▶ [Document section]:
They include Interior Minister Mullah Khairula Khairkhwa and head of the
feared religious police Mullah Qalamuddin. "With the Taliban, there
has been a return to law and order in Afghanistan," he says.
At least 300 of his graduates are believed to have died fighting alongside
the Taliban. In May 1997 after the religious militia lost Mazar-e-Sharif,
he sent his students into Afghanistan to fight at the bidding of Mullah
Mohammed Omar, the Taliban's reclusive leader. The following year more
students were sent after the Taliban recaptured Mazar. For the past six
years, Haq has supported the Taliban as it enacted its strict interpretation
of Islam, banning music, dancing and kite-flying and forcing women to
cover themselves in burqas. Haq is said to be in constant touch with Omar
and is regarded as one of the Afghan leader's ideologues. But this latest
Taliban edict has triggered the first sign of discontent from Haq.

▶ [Rows]:

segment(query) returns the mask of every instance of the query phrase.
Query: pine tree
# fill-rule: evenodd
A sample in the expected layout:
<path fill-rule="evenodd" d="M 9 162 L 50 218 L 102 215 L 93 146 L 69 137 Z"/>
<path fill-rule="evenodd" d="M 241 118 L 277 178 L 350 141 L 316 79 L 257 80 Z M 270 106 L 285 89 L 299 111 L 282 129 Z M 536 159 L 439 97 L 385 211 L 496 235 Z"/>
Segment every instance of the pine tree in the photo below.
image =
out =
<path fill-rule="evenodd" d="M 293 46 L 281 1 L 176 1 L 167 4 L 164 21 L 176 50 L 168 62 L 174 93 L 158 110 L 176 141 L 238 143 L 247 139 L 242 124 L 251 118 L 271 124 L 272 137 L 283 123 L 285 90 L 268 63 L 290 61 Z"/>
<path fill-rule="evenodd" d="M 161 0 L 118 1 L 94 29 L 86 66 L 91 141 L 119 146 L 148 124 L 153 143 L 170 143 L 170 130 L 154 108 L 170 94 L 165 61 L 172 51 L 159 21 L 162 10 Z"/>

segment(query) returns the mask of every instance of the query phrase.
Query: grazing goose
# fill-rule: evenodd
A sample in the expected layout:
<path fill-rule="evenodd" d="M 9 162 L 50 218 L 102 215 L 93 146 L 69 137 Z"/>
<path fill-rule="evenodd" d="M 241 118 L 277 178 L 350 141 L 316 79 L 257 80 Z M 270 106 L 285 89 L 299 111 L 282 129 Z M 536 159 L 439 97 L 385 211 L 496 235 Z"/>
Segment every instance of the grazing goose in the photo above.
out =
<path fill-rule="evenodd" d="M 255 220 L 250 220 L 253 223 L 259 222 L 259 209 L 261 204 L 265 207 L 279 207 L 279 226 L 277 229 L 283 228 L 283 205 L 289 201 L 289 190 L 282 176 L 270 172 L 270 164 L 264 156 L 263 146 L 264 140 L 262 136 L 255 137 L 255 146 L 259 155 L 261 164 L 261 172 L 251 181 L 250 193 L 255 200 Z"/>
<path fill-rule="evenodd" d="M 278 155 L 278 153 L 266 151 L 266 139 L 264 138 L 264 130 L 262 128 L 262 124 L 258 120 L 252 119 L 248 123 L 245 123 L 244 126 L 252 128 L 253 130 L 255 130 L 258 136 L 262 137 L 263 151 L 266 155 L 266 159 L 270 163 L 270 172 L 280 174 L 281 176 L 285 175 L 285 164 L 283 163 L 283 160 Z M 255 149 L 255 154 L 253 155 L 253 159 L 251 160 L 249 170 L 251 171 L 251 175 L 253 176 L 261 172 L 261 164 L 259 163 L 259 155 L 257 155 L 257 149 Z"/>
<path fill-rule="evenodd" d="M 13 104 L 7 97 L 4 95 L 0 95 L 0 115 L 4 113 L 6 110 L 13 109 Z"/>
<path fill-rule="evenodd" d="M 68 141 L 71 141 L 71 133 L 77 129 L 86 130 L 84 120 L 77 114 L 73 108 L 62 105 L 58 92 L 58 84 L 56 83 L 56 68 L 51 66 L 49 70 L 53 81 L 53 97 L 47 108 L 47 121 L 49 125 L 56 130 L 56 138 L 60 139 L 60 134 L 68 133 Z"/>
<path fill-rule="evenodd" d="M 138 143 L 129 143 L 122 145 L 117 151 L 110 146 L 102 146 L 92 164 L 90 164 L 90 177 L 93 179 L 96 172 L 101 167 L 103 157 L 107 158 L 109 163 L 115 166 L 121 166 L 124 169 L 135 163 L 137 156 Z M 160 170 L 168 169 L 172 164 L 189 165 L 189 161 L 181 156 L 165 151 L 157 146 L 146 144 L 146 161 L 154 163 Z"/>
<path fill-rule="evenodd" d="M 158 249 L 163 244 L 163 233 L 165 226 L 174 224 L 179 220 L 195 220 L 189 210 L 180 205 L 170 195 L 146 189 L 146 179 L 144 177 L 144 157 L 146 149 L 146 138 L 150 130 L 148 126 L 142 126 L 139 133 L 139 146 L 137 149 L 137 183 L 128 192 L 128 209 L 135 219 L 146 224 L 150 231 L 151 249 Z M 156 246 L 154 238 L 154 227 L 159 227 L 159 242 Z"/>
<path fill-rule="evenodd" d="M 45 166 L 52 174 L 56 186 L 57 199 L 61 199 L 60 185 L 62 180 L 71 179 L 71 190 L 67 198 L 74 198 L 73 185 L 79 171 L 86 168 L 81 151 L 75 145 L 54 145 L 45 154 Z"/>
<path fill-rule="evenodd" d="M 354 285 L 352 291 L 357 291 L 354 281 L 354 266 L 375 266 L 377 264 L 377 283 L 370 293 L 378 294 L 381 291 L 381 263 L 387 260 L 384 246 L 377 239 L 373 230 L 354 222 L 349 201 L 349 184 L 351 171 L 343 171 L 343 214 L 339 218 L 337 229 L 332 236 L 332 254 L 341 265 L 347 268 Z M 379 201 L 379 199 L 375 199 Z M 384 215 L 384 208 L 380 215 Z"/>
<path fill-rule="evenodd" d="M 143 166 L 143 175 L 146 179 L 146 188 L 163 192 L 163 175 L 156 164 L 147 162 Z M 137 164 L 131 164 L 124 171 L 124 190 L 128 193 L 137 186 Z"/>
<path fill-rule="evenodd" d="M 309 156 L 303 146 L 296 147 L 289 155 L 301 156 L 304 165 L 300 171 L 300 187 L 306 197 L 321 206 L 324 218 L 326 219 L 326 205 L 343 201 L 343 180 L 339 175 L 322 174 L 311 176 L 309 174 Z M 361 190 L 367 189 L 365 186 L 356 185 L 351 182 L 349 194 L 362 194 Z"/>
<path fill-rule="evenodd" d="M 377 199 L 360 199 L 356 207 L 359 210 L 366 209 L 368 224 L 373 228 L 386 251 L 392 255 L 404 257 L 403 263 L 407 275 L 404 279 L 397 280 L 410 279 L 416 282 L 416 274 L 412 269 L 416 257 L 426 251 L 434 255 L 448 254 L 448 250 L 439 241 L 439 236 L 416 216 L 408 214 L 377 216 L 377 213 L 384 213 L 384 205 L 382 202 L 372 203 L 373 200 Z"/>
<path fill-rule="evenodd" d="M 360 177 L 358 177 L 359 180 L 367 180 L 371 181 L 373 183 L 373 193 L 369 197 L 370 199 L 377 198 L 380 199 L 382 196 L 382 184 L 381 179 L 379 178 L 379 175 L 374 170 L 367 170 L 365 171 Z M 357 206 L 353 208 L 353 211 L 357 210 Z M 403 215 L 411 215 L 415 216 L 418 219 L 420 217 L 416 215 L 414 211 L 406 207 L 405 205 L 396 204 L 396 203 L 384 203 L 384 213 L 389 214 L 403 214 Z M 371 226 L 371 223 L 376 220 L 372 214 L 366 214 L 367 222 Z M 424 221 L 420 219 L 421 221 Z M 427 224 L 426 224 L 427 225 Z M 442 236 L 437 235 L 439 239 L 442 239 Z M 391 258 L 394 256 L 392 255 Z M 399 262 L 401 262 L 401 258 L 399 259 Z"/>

▶ [Required tasks]:
**a)** In the text about Haq and the Taliban, how many of Haq's graduates are believed to have died fighting alongside the Taliban?
**b)** Continue the text about Haq and the Taliban, starting after its final sentence.

▶ [Replies]:
**a)** At least 300.

**b)**
"The
worship places of the idolaters were preserved so that the people could
learn a lesson from them," Haq says. "The statues should be
locked in a museum or sold because there are infidels who are interested
in buying them. Then the money should be used for Afghanistan." In
contrast, Fazlur Rehman is reluctant to criticise the Taliban's edict
ordering the destruction of statues. "As a leader of an Islamic party,
I say that statues are not acceptable in Islam," he states.
Pakistan is trying to rein in the country's militant groups and curb the
madarsas' power. But there is little sign its hardliners will give up
their support for the Taliban they so admire. Haq is at pains to point
out that his madarsa is no threat. Indeed there are no Kalashnikovs on
the campus. "There is no terrorism in the madarsas," he explains.
But thoughts of war in Kashmir and Afghanistan are not far from his students'
minds. Says Arshad Yusuf, one of them: "There's a difference between
jehad and terrorism." And Kashmir to him is a great cause, one that
calls for jehad.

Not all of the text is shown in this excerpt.